___ Provided information ___
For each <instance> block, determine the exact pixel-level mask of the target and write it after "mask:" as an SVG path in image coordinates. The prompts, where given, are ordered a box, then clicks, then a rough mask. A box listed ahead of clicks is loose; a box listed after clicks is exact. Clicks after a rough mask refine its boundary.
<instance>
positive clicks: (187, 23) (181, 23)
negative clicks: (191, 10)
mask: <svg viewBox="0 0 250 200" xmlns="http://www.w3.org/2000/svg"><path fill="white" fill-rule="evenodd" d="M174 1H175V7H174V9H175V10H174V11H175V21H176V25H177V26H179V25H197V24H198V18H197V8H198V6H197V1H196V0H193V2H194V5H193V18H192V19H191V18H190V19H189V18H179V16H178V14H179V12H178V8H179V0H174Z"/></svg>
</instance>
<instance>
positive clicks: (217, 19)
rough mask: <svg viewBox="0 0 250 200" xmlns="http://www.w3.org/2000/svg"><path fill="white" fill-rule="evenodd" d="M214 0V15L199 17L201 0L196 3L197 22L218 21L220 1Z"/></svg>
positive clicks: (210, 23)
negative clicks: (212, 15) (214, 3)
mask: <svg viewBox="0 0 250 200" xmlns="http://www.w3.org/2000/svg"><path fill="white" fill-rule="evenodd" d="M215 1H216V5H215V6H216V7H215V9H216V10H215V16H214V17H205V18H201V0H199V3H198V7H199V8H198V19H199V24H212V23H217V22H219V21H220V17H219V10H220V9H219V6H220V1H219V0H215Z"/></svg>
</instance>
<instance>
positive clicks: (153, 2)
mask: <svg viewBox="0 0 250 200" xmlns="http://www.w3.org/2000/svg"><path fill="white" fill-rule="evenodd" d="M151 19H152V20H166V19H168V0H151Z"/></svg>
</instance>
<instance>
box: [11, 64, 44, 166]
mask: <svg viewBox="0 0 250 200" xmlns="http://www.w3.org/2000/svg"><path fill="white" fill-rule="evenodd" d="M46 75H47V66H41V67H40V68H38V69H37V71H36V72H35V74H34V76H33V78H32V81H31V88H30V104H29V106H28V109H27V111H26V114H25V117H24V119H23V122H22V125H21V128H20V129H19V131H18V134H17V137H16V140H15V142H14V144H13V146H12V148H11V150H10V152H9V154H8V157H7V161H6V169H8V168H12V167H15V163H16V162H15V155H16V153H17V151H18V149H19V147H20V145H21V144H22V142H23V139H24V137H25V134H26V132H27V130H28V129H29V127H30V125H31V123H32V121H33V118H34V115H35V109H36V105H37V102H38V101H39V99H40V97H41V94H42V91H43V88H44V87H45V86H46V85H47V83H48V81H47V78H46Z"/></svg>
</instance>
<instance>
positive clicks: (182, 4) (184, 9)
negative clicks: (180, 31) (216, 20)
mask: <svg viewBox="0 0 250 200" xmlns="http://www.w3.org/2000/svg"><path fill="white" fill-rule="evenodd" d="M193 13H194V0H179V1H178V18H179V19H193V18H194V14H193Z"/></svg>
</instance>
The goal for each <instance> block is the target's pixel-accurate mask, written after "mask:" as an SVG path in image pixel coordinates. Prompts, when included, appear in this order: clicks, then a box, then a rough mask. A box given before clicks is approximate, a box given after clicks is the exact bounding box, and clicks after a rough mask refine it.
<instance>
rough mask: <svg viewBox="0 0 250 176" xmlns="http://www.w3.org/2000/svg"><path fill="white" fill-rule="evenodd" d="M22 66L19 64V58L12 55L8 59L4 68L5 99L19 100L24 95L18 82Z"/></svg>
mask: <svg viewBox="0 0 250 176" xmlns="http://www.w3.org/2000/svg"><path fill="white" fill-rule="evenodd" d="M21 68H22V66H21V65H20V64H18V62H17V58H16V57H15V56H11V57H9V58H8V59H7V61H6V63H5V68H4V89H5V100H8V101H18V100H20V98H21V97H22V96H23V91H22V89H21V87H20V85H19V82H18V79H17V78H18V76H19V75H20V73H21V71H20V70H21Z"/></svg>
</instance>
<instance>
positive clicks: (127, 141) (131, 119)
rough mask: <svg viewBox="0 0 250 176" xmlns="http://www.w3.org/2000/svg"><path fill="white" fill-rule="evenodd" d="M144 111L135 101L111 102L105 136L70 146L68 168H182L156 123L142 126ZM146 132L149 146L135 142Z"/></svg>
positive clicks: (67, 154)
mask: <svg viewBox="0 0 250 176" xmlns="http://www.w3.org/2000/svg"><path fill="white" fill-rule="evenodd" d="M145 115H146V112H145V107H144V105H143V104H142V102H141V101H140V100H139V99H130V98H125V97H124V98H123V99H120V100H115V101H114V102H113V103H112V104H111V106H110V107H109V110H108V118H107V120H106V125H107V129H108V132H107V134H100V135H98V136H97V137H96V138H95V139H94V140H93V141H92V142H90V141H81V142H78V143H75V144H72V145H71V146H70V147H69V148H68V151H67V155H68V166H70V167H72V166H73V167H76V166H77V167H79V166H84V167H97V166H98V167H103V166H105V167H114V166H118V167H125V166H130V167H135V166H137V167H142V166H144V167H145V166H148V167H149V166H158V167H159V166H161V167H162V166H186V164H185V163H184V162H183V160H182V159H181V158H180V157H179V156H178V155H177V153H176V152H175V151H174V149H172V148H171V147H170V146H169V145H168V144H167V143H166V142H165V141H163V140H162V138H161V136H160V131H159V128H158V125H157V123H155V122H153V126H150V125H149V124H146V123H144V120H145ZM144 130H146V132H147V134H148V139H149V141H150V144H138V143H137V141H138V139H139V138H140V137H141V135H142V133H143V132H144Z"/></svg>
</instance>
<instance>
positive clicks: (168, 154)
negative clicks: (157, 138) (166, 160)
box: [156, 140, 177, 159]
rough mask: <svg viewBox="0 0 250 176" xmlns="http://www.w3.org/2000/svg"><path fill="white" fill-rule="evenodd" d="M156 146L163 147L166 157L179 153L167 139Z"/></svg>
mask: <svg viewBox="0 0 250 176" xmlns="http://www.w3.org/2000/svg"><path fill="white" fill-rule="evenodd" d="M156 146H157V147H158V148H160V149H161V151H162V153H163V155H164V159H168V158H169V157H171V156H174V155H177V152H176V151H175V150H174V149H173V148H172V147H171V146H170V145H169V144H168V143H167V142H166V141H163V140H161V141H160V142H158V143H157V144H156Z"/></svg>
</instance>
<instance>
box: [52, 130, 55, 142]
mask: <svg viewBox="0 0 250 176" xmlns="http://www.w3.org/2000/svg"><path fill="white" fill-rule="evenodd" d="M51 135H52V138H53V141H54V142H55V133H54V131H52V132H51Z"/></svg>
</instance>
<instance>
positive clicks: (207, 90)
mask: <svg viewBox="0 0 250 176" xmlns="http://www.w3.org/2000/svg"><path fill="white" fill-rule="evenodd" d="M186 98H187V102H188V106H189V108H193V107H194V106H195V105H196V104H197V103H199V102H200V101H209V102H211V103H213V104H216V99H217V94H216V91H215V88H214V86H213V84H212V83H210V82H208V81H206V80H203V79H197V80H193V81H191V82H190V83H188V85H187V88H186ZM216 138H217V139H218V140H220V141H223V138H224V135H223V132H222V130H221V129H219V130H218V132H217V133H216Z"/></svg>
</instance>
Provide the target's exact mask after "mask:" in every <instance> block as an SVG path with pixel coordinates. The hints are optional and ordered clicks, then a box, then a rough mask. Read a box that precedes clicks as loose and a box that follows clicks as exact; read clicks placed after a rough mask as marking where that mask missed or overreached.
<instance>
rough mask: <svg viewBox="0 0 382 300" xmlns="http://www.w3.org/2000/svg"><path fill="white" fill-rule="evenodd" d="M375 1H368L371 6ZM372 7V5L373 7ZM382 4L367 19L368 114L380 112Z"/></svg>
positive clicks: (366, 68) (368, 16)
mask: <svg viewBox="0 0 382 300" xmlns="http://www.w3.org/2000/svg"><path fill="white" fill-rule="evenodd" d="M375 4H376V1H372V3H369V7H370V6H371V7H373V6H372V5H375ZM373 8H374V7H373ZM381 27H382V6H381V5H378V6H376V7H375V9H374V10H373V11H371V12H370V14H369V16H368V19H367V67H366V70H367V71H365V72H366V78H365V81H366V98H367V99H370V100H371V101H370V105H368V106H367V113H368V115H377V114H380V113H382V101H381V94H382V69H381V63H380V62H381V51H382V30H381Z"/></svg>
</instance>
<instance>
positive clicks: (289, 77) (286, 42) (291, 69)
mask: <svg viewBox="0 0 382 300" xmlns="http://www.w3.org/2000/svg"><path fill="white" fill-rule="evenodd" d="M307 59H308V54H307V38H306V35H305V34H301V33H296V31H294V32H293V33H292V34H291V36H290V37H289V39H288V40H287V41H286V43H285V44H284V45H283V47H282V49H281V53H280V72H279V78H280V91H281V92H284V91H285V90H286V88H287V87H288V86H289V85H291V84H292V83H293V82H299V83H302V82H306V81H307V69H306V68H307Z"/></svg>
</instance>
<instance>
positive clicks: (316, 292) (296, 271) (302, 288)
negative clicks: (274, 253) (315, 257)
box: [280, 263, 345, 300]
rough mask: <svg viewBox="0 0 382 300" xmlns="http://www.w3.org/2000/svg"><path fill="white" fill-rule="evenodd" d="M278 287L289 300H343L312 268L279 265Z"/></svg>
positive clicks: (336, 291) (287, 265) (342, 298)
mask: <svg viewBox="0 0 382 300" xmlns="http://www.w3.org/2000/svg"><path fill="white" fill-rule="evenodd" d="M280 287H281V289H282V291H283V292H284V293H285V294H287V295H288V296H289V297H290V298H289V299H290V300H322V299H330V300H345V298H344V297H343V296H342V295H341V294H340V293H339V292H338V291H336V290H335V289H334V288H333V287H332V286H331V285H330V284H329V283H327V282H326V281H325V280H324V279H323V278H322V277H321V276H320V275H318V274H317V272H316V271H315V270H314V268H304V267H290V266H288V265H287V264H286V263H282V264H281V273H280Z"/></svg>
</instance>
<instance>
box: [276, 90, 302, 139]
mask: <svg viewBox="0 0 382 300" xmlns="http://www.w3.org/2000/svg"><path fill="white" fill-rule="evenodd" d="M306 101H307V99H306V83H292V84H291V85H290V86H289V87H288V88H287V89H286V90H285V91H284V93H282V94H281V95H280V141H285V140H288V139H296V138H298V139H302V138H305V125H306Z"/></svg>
___
For the word "target", return every line of the records that holds it.

* **Your solution**:
For each <instance> block, determine the exact pixel-level mask of the target and write it after "mask:" as an SVG path in image coordinates. The prompts, where given, are ordered a box, then clicks, then a rough mask. A box listed ahead of clicks is loose; a box listed after clicks is exact. Clicks after a rough mask refine its boundary.
The goal for each <instance> block is the target's pixel-accurate mask, written after "mask:" as an SVG path in image pixel coordinates. Prompts, when included, appear in this order: clicks, then a box, then a rough mask. A box given before clicks is approximate, a box given after clicks is the exact bounding box, and clicks after a rough mask refine it.
Provide the target's exact mask after "mask:" in every <instance> block as an SVG path with pixel coordinates. The hints are optional and ordered clicks, then a box, then a rough mask. Read a box that precedes clicks as loose and a box that follows clicks as exact; read clicks placed after a rough mask as marking where that mask missed or overreached.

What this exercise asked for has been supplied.